» Trecho do texto
• • •
Como o racismo estrutural dificulta o acesso à saúde no Brasil
Neste artigo, falaremos sobre os impactos dos racismos estrutural e institucional na saúde, para que você possa aprender sobre o assunto em sua complexidade. Boa leitura!
“Cerca de 20% da desigualdade que acontece ainda hoje em nosso país tem como fonte a escravidão”, afirma Humberto Laudares, sociólogo e especialista em políticas públicas. É isso que se denomina dívida histórica: em vez de serem ressarcidos pela escravidão, o povo liberto foi marginalizado, inclusive, no acesso à saúde.
O racismo estrutural, caracterizado por comportamentos individuais que acabam por se tornar uma convenção social, deu origem a outro tipo de racismo: o institucional. Quando abordamos o Sistema Único de Saúde (SUS) e as organizações que compõem o sistema suplementar, o que se vislumbra é o racismo institucional.
Isso porque são ambientes nos quais há muitas relações de poder, a começar pela existente entre médico e paciente, e onde as decisões tomadas afetam o coletivo. Em pleno Mês da Consciência Negra, como maior ecossistema de educação médica e healthtechs do país, nós não poderíamos nos ausentar desta discussão.
Neste artigo, falaremos sobre os impactos de ambos tipos de racismo na saúde da população preta brasileira, para que você possa aprender sobre este assunto em sua complexidade. Boa leitura!
Violência obstétrica e mortes maternas
Antes mesmo de nascerem, pessoas pretas já sofrem com o racismo, quando suas mães são violentadas durante o parto. Segundo uma pesquisa da Fiocruz, que levantou dados sobre as iniquidades raciais desde a atenção pré-natal até o nascimento do bebê, práticas que causam dor física ou psicológica têm mais chance de acontecer com essa parcela da população.
Os pesquisadores acompanharam mais de 23 mil gestantes e obtiveram conclusões alarmantes. Mais de 40% dos entrevistados receberam menos orientações sobre complicações no parto e 10,7% receberam menos anestesia durante o corte períneo.
• • •
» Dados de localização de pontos
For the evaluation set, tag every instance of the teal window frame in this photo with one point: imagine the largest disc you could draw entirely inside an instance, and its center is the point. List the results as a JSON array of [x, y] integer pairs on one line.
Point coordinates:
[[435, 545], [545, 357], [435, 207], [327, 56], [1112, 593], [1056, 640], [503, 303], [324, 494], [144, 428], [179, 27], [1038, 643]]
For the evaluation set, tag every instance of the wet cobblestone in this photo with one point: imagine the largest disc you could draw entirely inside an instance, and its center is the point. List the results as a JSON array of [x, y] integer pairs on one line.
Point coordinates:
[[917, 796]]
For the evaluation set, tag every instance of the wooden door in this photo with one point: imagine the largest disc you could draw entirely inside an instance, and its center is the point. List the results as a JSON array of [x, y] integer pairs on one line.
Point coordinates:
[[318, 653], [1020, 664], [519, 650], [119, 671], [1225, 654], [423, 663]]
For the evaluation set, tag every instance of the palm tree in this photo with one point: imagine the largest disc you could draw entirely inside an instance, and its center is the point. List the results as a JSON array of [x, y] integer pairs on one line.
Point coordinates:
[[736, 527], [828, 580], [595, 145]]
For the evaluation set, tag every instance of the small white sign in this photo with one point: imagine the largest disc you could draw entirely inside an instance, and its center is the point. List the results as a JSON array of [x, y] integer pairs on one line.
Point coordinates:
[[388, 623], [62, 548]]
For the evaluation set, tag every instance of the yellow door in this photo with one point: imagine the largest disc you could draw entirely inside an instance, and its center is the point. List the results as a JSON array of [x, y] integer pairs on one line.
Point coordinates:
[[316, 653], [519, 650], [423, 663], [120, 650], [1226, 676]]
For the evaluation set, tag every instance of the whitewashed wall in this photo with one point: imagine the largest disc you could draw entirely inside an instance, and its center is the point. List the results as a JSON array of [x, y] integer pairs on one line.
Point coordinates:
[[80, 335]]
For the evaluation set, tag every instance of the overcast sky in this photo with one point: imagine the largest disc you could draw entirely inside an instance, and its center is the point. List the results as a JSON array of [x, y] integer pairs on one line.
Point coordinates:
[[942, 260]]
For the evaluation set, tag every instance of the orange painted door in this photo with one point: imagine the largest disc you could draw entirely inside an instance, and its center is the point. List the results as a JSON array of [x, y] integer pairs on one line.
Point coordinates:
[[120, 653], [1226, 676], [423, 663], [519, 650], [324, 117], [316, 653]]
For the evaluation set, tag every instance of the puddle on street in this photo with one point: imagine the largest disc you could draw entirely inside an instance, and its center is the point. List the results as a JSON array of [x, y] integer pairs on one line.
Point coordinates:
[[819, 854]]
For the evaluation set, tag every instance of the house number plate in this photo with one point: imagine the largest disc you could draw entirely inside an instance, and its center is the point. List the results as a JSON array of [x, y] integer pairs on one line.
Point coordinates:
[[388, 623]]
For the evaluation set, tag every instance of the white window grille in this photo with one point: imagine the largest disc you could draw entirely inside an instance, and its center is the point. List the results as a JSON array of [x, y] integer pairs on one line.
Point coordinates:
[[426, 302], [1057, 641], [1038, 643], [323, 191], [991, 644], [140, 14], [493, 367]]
• • •
» Sua tarefa
Reproduza, do texto sobre racismo estrutural e saúde, a passagem que vai de "O racismo estrutural, caracterizado" até "ausentar desta discussão.", incluindo essas palavras finais.

» Resolução do exercício
O racismo estrutural, caracterizado por comportamentos individuais que acabam por se tornar uma convenção social, deu origem a outro tipo de racismo: o institucional. Quando abordamos o Sistema Único de Saúde (SUS) e as organizações que compõem o sistema suplementar, o que se vislumbra é o racismo institucional.
Isso porque são ambientes nos quais há muitas relações de poder, a começar pela existente entre médico e paciente, e onde as decisões tomadas afetam o coletivo. Em pleno Mês da Consciência Negra, como maior ecossistema de educação médica e healthtechs do país, nós não poderíamos nos ausentar desta discussão.